Elected in 2002, Erdogan's Justice and Development Party (AK Party) has presided over a decade of economic and political prosperity and embarked on far-reaching democratic reforms that eliminated the political influence of Turkey's once all-powerful military.
Erdogan's legacy has been threatened by recent violent unrest when police clashed with anti-government protesters, who claim the prime minister has become autocratic and doesn't respect minority opinions.
At least four people — including a policeman — have died, according to Amnesty International. The Turkish Medical Association estimates more than 7,500 have been injured and on Sunday called on the government "to stop the barbaric violence immediately."
But at the Kazlicesme parade ground in a western suburb of Istanbul, the violence seemed a world away. Scores of public buses commandeered for the rally, some with posters of Erdogan draped across the front, shuttled thousands of party faithful to the rally. Ferries running at capacity used a service dock as throngs poured in to hear the prime minister speak for more than two hours.
- - - - - - -
#### EXERCISES TO COMPLETE:
**a)** Repeat the part of the passage on Erdogan starting with "But at the Kazlicesme" and going on through "than two hours.".
**b)** Answer these questions from the passage on Erdogan:
(i) In what year was the AK Party elected?
(ii) How many people does the Turkish Medical Association estimate have been injured?
(iii) Where was the rally held?

Items listed in a dataset:
- - - - - - -
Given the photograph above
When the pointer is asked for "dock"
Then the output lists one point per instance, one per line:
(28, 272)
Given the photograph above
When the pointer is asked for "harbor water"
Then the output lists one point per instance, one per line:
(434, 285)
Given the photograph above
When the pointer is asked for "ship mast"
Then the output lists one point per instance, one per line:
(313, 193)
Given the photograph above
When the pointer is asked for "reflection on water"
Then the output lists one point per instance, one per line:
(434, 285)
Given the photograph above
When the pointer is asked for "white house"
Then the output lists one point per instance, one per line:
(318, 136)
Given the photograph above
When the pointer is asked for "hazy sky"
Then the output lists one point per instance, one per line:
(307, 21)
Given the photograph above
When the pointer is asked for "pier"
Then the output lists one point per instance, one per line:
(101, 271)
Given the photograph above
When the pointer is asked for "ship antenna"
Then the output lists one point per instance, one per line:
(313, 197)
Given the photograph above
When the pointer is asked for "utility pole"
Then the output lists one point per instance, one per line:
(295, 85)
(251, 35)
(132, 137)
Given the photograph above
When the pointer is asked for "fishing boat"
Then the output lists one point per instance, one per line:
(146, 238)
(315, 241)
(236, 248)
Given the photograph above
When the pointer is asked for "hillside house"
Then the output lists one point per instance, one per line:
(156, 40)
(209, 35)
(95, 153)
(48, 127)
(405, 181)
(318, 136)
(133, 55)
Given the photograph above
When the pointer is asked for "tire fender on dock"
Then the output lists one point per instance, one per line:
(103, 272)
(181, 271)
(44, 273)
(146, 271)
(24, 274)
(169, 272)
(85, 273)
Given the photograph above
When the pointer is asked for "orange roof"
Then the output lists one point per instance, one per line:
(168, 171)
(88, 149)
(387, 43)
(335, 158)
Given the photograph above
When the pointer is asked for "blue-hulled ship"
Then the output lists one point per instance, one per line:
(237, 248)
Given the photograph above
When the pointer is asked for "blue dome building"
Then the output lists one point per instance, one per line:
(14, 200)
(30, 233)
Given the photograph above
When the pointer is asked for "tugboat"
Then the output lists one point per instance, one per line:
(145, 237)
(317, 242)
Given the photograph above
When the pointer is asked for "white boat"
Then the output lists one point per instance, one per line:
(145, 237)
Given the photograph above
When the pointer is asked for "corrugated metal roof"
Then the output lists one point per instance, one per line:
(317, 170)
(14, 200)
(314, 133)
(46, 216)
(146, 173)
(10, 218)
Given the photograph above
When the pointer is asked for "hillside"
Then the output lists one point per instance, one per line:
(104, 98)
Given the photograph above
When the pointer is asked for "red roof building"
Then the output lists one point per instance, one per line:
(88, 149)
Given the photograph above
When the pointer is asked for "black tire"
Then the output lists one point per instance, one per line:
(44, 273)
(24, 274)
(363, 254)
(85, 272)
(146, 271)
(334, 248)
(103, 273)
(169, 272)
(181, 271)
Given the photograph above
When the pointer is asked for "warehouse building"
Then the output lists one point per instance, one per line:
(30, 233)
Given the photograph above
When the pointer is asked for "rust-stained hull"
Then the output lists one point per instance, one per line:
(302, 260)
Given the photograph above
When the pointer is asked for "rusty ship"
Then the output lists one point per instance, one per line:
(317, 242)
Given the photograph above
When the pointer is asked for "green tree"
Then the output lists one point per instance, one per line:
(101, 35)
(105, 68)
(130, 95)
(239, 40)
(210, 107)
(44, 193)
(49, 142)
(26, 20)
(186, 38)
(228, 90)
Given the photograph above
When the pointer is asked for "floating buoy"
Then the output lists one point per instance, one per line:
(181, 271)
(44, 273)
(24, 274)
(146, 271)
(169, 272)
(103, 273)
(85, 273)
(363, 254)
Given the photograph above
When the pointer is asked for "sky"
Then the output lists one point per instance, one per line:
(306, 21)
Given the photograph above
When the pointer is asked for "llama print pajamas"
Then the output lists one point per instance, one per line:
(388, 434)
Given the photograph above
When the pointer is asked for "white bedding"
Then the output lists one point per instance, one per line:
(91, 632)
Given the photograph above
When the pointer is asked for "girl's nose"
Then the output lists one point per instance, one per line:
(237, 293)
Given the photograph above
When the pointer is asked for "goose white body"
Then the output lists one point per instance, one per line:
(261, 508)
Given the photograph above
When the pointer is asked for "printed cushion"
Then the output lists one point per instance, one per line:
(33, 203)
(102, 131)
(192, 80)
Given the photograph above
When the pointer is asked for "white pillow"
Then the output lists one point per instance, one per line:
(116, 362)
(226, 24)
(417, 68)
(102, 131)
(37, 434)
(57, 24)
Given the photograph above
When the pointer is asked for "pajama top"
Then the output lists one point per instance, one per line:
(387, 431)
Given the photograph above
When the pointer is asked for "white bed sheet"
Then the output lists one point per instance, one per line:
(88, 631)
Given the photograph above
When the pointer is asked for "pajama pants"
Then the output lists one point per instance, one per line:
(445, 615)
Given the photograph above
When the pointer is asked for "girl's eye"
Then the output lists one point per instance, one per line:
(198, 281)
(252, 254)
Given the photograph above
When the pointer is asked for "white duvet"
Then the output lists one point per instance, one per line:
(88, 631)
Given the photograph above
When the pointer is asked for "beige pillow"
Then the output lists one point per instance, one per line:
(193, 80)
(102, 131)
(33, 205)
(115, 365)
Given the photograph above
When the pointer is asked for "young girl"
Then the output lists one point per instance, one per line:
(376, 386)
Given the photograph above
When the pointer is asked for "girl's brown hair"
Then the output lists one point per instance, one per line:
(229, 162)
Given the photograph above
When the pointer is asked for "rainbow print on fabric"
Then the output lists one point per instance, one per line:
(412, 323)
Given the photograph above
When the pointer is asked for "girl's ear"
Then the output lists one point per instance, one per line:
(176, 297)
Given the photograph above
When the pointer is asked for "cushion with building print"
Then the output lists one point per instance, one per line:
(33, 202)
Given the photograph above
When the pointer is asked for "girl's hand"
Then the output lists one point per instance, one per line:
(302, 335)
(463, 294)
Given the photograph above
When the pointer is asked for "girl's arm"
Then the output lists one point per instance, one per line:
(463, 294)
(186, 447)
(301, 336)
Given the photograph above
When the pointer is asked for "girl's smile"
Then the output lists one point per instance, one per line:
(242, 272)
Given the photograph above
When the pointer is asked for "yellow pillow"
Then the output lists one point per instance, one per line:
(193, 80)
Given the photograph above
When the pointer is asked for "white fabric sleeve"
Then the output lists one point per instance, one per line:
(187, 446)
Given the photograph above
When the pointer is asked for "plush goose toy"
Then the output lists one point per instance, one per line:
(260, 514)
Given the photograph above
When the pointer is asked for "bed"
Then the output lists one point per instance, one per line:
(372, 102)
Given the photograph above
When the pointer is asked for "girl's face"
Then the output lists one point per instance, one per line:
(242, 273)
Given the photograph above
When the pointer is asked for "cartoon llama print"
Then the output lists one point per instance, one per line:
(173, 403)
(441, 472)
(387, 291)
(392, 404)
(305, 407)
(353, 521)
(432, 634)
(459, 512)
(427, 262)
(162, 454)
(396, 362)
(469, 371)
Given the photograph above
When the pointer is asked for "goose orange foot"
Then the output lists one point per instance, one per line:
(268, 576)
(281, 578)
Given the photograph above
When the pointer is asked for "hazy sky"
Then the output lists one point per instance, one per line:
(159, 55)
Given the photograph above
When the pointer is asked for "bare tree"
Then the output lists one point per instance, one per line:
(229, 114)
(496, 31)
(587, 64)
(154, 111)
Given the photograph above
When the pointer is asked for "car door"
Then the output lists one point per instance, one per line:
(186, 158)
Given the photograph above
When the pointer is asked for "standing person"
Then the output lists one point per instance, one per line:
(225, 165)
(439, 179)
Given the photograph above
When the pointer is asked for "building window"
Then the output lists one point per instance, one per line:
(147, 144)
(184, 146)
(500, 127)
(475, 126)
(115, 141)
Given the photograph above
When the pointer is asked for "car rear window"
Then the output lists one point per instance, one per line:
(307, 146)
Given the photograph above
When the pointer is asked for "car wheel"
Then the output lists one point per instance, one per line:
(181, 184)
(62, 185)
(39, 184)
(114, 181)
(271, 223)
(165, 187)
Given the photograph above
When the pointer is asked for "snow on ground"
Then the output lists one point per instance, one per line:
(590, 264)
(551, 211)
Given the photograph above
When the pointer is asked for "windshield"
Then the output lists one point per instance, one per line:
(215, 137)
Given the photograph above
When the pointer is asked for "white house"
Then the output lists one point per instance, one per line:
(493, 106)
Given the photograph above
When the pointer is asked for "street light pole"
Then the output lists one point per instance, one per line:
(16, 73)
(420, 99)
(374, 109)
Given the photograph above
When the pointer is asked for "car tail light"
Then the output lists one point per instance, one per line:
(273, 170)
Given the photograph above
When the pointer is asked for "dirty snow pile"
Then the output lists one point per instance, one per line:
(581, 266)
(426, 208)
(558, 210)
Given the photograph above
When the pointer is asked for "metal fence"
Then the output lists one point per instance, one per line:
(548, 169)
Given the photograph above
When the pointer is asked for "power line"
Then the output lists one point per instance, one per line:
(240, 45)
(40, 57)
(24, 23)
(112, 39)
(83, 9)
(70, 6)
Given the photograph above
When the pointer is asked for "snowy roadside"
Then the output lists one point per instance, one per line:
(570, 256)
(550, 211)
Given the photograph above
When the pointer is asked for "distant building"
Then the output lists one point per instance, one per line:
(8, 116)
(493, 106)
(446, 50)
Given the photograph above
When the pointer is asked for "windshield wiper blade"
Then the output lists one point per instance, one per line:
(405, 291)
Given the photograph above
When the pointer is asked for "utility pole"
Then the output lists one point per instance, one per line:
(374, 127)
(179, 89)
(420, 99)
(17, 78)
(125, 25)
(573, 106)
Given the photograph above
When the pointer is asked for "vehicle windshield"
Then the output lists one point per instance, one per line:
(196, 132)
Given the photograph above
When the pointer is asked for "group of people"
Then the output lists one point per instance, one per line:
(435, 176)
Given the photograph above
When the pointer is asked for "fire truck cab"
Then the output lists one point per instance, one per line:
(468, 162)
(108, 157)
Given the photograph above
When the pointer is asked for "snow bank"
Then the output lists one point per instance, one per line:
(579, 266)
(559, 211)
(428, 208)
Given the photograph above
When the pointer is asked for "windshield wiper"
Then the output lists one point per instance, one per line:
- - - - - - -
#### ANSWERS TO THE EXERCISES:
**a)**
But at the Kazlicesme parade ground in a western suburb of Istanbul, the violence seemed a world away. Scores of public buses commandeered for the rally, some with posters of Erdogan draped across the front, shuttled thousands of party faithful to the rally. Ferries running at capacity used a service dock as throngs poured in to hear the prime minister speak for more than two hours.

**b)**
(i) 2002
(ii) More than 7,500
(iii) At the Kazlicesme parade ground in a western suburb of Istanbul